Start of Source text

Previously, we identified a loss of stromal Cav-1 as a predictive biomarker of early tumor recurrence, metastasis, tamoxifen-resistance, and decreased survival in human breast cancer patients1,2. The predictive value of a loss of stromal Cav-1 was independent of epithelial marker status, as a loss of stromal Cav-1 was predictive in ER+, PR+, HER2+, and triple-negative breast cancer patients1,2. Similarly, in DCIS-patients, a loss of stromal Cav-1 in breast cancers has now been independently validated by six other groups world-wide (Australia, Argentina, Korea, Japan, Egypt, and Leeds-UK)4-8, and has been extended to other types of human cancers, such as advanced prostate cancer9, and metastic melanoma10.

End of Source text

Work task 1 => Decide whether each statement below agrees with the paragraph on stromal Cav-1. Answer yes or no for each, and quote the deciding words of the paragraph. (a) The predictive value of a loss of stromal Cav-1 depended on epithelial marker status. (b) Six other groups have independently validated the finding. (c) The finding has been extended to advanced prostate cancer.
Work task 2 => Return the passage of the paragraph on stromal Cav-1 starting with "Previously, we identified" and going on through "and metastic melanoma10.", copied exactly.

Start of Provided material

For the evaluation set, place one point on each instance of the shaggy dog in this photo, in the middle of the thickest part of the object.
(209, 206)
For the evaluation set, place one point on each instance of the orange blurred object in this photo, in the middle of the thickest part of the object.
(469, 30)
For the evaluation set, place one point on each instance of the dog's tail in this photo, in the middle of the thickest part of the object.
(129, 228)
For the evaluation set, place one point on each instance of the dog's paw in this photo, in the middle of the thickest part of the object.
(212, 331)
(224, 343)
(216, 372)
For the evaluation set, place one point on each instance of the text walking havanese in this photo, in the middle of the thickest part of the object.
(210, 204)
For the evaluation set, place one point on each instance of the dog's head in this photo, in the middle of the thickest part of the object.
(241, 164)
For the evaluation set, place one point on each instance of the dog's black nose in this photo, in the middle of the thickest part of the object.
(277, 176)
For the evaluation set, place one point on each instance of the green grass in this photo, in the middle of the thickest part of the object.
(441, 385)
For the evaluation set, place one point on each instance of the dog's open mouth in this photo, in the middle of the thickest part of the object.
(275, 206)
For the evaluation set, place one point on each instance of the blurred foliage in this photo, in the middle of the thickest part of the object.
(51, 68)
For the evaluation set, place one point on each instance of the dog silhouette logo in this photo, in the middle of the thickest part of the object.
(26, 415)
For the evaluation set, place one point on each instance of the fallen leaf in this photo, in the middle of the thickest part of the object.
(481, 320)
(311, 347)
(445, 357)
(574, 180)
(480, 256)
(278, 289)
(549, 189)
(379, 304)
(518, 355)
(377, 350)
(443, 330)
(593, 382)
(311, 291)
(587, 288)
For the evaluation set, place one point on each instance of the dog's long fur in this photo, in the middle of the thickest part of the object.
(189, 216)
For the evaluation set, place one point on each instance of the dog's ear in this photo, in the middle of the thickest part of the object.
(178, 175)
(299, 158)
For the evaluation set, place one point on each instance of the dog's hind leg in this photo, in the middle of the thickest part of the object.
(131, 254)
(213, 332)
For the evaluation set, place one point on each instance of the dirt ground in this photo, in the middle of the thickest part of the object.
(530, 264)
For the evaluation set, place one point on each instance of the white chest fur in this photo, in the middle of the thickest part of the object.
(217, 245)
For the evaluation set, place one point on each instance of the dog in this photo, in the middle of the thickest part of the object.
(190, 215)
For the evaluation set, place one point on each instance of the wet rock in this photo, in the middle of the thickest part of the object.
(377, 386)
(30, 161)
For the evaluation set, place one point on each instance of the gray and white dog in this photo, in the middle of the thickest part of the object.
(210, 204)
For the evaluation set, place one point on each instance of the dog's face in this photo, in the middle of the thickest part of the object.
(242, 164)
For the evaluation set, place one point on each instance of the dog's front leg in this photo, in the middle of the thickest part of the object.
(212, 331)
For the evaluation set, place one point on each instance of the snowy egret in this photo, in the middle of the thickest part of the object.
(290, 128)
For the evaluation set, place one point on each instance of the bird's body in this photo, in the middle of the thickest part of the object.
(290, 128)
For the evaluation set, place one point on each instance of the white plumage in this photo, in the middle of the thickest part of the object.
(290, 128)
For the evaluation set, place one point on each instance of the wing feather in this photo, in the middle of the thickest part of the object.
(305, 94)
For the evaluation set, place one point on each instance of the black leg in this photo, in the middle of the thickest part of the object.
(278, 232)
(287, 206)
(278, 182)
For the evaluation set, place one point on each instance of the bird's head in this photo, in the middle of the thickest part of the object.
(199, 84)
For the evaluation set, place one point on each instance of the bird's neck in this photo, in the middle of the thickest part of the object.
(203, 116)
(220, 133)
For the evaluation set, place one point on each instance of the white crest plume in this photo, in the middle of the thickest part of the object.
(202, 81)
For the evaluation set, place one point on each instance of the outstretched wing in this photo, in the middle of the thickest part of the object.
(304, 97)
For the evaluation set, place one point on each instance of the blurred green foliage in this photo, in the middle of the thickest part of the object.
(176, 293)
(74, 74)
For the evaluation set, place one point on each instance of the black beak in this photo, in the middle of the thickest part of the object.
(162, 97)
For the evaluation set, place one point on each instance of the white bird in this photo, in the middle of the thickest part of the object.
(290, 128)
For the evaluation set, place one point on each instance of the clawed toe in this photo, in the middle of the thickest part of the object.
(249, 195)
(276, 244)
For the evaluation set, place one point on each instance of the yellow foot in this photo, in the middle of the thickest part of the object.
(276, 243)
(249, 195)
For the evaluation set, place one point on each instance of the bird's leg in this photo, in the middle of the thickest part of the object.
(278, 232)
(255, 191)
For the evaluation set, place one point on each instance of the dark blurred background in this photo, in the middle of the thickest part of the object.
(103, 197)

End of Provided material

Answer box 1 =>
(a) No: "was independent of epithelial marker status"
(b) Yes: "has now been independently validated by six other groups world-wide"
(c) Yes: "has been extended to other types of human cancers, such as advanced prostate cancer"

Answer box 2 =>
Previously, we identified a loss of stromal Cav-1 as a predictive biomarker of early tumor recurrence, metastasis, tamoxifen-resistance, and decreased survival in human breast cancer patients1,2. The predictive value of a loss of stromal Cav-1 was independent of epithelial marker status, as a loss of stromal Cav-1 was predictive in ER+, PR+, HER2+, and triple-negative breast cancer patients1,2. Similarly, in DCIS-patients, a loss of stromal Cav-1 in breast cancers has now been independently validated by six other groups world-wide (Australia, Argentina, Korea, Japan, Egypt, and Leeds-UK)4-8, and has been extended to other types of human cancers, such as advanced prostate cancer9, and metastic melanoma10.